Harus diakui bahwa hidup di era serba tombol ini membuat kita menjadi manja dan lebih suka mengambil posisi sebagai masyarakat penonton yang bersikap pasif. Gempuran kecanggihan tombol-tombol itu lebih kuasa menghabiskan 24 jam waktu kita untuk terpaku di pesawat tivi, ngeceng di mall, berhura-hura nonton band di stadion yang disponsori oleh perusahaan rokok, nyuruh kita jadi perokok!

Memang tidak ada yang mesti di tuding atas kondisi ini sepanjang anda memposisikan sebagai orang kebanyakan / massa. Toh urusan hidup seseorang sepenuhnya menjadi tanggung jawab masing-masing!

Beruntung bahwa tidak semua anak muda Indonesia larut oleh cekokan budaya konsumtif yang memabukkan itu, beberpa diantaranya mundur teratur, memilih menggunakan waktu yang ada untuk menjadi orang yang “sedikit”. Sungguhpun untuk pilihan itu, ia harus rela bersendiri di Perpustakaan, bercengkrama dengan Koran dan majalah dan buku-buku yang secara tidak disadarinya akan malatih dirinya untuk mengembangkan daya nalar dan kreativitasnya , keluar dari kungkungan budaya konsumtif, manarik diri dari keramaian guna mempersiapkan dirinya sebagai sang calon kreator!

Kata orang bijak, buku itu jendela dunia. Mengembangkan budaya membaca sejak dini niscaya akan membantu seseorang mengembangkan kemampuan nalar dan intelektualnya, sekaligus sebagai ciri/pembeda dengan mahluk lain di alam ini karena telah menggunakan kepalanya untuk berjalan dan hal itu bisa segera di mulai untuk mulai membiasakan baca teks dengan penuh konsentrasi!

---------------

• _Yang Diharapkan_:
Kembalikan tanpa perubahan bagian teks tentang budaya membaca yang dibuka dengan kata-kata yang memuat "Beruntung bahwa tidak" dan ditutup dengan "sang calon kreator!".

(Catatan anotasi titik)

---------------

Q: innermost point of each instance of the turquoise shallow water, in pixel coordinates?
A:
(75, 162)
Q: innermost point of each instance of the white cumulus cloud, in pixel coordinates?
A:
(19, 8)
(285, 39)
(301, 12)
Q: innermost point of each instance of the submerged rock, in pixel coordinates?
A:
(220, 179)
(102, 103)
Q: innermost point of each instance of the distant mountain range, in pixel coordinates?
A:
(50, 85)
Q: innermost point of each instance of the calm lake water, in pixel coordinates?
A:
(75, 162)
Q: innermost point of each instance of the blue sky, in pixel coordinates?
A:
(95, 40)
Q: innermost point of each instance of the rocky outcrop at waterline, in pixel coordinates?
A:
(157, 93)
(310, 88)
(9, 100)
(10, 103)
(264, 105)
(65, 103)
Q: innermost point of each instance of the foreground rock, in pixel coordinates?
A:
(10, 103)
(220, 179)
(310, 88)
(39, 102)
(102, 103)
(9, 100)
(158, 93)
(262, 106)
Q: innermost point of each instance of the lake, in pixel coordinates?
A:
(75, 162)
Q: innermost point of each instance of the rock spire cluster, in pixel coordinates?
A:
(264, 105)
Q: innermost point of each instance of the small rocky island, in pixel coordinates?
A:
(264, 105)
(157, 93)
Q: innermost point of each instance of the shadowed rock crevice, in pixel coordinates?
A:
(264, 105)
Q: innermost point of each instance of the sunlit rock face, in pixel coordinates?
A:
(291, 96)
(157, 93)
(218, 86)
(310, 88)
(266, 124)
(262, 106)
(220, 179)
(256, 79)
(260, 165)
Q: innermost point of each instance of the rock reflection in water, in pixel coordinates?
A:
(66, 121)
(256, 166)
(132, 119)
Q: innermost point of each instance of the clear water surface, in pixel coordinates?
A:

---------------

• _Jawaban Benar_:
Beruntung bahwa tidak semua anak muda Indonesia larut oleh cekokan budaya konsumtif yang memabukkan itu, beberpa diantaranya mundur teratur, memilih menggunakan waktu yang ada untuk menjadi orang yang “sedikit”. Sungguhpun untuk pilihan itu, ia harus rela bersendiri di Perpustakaan, bercengkrama dengan Koran dan majalah dan buku-buku yang secara tidak disadarinya akan malatih dirinya untuk mengembangkan daya nalar dan kreativitasnya , keluar dari kungkungan budaya konsumtif, manarik diri dari keramaian guna mempersiapkan dirinya sebagai sang calon kreator!